------ Extract
As the research on negative lifetime outcomes for children raised in broken family structures continues to grow, more and more children are being raised by unmarried cohabiting parents. Alysse ElHage takes a look at the significant threat that cohabitation poses to the wellbeing of children in her spotlight article “Cohabiting with Children.”

In July, Republican legislators completed their first legislative session in control of both chambers for the first time since Reconstruction. Brittany Farrell takes a look back at some of the highs and lows of this historic session.

A growing concern exists over efforts by several universities to deny students their First Amendment rights in the name of “inclusion.” In his first article for Family North Carolina, attorney Sean O’Donnell provides some perspective on recent cases of college students being told to check their beliefs at the door. He goes on to outline proactive policies the General Assembly can adopt to further protect the First Amendment rights of students.
------------
▸ Required tasks:
A. Echo the summary word for word, everything from "In July, Republican" down to "this historic session.".
B. Name every person the summary credits as the writer of an article.
------ Data segment
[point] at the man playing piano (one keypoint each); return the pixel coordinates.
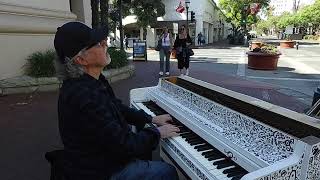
------------
▸ The answers:
A.
In July, Republican legislators completed their first legislative session in control of both chambers for the first time since Reconstruction. Brittany Farrell takes a look back at some of the highs and lows of this historic session.

B. Alysse ElHage, Brittany Farrell, Sean O'Donnell